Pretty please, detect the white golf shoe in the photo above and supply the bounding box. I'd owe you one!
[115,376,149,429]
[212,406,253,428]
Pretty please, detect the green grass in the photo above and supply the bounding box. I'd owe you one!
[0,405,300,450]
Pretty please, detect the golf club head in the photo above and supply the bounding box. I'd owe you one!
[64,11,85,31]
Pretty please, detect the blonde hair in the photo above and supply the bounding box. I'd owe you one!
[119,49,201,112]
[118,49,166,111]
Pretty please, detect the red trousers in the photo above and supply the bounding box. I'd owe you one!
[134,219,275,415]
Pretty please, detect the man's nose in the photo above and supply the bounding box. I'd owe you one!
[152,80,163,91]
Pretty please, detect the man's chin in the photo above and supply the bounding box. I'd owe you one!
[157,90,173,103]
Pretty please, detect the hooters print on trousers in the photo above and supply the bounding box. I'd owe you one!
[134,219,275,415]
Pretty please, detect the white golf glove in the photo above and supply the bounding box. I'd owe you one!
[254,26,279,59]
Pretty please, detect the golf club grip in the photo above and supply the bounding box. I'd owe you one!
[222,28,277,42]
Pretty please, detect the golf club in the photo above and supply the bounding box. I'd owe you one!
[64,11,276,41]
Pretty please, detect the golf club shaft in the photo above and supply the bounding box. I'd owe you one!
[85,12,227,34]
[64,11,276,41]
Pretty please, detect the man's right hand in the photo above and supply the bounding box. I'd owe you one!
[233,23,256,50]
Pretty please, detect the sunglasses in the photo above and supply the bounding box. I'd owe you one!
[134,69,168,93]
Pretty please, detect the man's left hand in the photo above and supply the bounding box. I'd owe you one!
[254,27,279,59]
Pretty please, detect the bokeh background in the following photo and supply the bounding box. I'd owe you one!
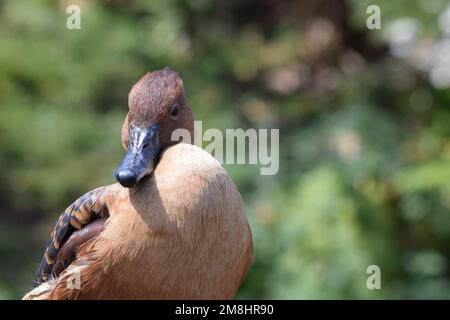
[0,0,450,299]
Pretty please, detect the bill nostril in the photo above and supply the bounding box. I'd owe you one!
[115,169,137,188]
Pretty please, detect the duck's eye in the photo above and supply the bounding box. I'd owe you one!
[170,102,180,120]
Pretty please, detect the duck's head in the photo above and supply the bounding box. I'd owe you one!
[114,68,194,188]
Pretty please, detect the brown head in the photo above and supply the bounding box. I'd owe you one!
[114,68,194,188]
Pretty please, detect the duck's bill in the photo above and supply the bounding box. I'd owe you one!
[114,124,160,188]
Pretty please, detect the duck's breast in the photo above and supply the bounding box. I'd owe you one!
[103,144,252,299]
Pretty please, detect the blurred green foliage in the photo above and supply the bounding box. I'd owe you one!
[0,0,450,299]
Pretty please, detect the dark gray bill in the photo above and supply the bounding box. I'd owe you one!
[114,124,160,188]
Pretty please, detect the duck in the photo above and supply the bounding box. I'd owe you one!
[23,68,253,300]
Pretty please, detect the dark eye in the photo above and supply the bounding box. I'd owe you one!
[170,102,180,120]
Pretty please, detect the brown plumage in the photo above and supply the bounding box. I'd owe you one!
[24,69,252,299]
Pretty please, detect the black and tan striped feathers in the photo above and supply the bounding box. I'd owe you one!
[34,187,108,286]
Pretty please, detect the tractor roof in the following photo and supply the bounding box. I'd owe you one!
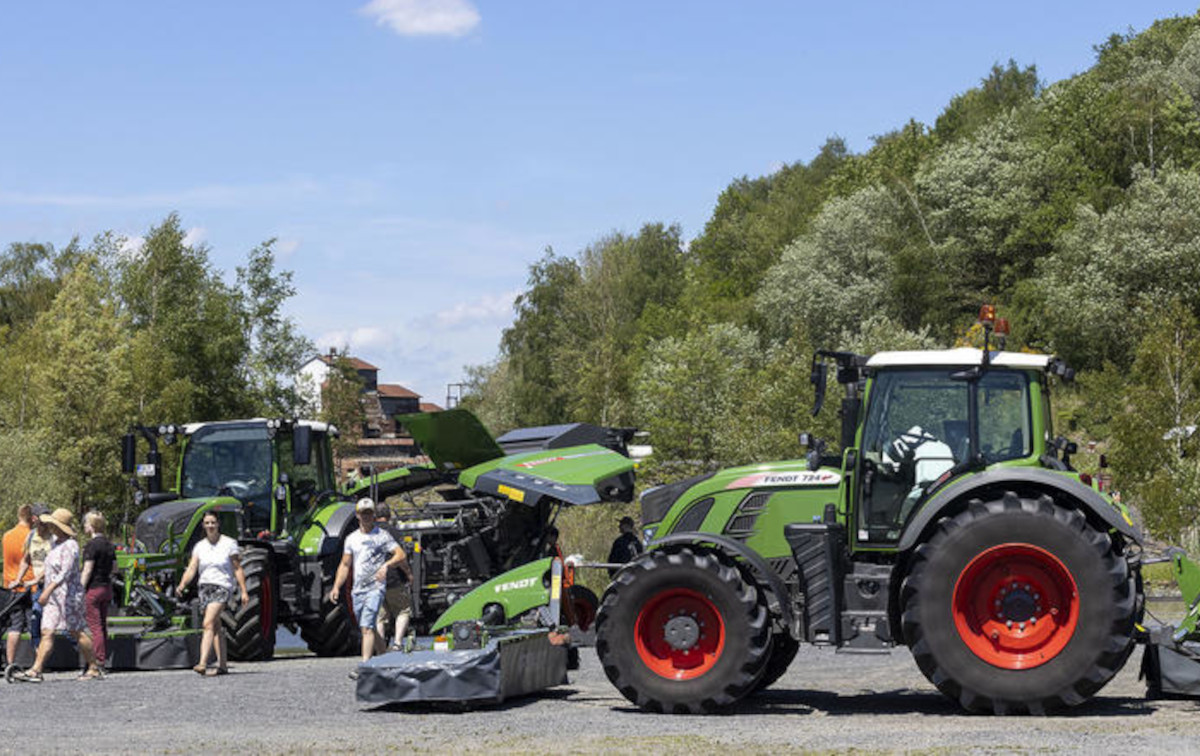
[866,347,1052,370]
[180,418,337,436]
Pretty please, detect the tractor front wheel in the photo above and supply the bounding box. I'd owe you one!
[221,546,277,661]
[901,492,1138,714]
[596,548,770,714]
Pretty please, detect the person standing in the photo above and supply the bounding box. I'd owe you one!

--------

Requirement:
Substitute "bird's" for every "duck's" in the rows above and write all of the rows out again with nothing else changed. Leave out the pictures.

Response to this exercise:
Pretty please, detect the white golf shoe in the photo above and supply the bounding box. I'd owe you one!
[115,376,149,429]
[212,406,253,428]
Pretty please, detect the green grass in the photo above and supply the bounding box. I'd owe you one!
[0,405,300,450]
Pretty please, detect the golf club head in the photo above and supply the bounding box. I'd owe you one!
[64,11,85,31]
Pretty please, detect the blonde hair in the photo above and supply the bounding box. I'd owe you one!
[119,49,201,112]
[118,49,166,111]
Pretty please, detect the red trousers in the photo above and supply the bounding box. I'd owe you one!
[134,219,275,415]
Pretty please, detect the man's nose in the photo above and supply the bounding box. I'd owe you one!
[152,80,163,91]
Pretty please, detect the man's chin in the photo above and supply the bounding box. I'd owe you one!
[157,90,173,103]
Pretty please, detect the hooters print on trousers in the photo above and supply the bounding box. I'd owe you one!
[134,219,275,415]
Pretty please, detect the white golf glove in the photo above and supply the bounding box. I'd owe you one!
[254,26,279,59]
Pretty please, detect the golf club grip in the photo above and supply the bounding box. I'd owe you one!
[222,28,277,42]
Pretty please, detect the golf club in the photo above and supply the bounding box. I'd owe you one!
[64,11,276,41]
Pretty please, detect the golf club shaft in the photo above and supply the bounding box. I'd owe you one!
[85,12,227,34]
[64,11,276,41]
Pretty please, detect the man's right hand in the photo above and supply the bounding box. I'd owe you one!
[233,23,256,50]
Pretty please, detect the sunglasses in the photo above and supply the bounding box. I'd owe you one!
[134,69,168,93]
Pretty please, detect the man's left hand in the photo above and supply the bounding box. I'd owe you one!
[254,27,279,59]
Pretty please, detect the bokeh background in the following photo and supply the bounding box. I'd owe you one!
[0,0,450,299]
Pretty please, detect the bill nostril in the photo above and supply the bounding box. I'd owe you one!
[115,169,137,188]
Pretty please, detect the bird's eye in the photo above and supply the bounding box. I'd owe you one!
[170,102,180,120]
Pretty please, detect the bird's head in the photo above and supply the bounding box. I'd owe you one!
[114,68,194,188]
Pretty please, detect the brown head in the photo above and supply the bounding box. I'd owe you one!
[114,68,194,188]
Pretty please, detect the bird's bill in the photo above and supply the bounding box. I'd owe you one!
[114,124,160,188]
Pretty please, detect the bird's breast in the photo above and supply the bounding box. I'd owe you one!
[103,144,252,299]
Pretty please, detect the blurred green foliage in the photo above and supply the bounding box. I'd owe you one!
[0,0,450,299]
Pretty please, detect the dark gray bill in the photo above and supply the bounding box. I'd owe you one!
[114,124,160,188]
Pretty please, detect the duck in the photo above and supply the bounding box. I'd owe you one!
[23,68,253,300]
Pretty please, detect the dark eye in the photo above and supply the bounding box. I'd owe you one!
[170,102,180,120]
Pretty please, detect the brown plumage in the photo above and supply the bounding box. I'd owe you one!
[24,69,252,299]
Pretty please, detect the black and tan striped feathers in the photo above and supply the bounding box. I'd owe you one!
[34,187,108,286]
Pretty please, detect the tractor roof in the following photo and supply the bounding box. I'd owe you one!
[866,347,1052,370]
[180,418,337,436]
Pretty please, detect the tractor front wheel in the photo above and supply the bounding box. I'd owe you one!
[221,546,277,661]
[901,492,1138,714]
[596,548,770,714]
Pretty please, detect the person standing in the photo above and supply the bounding box. I'd owe you one!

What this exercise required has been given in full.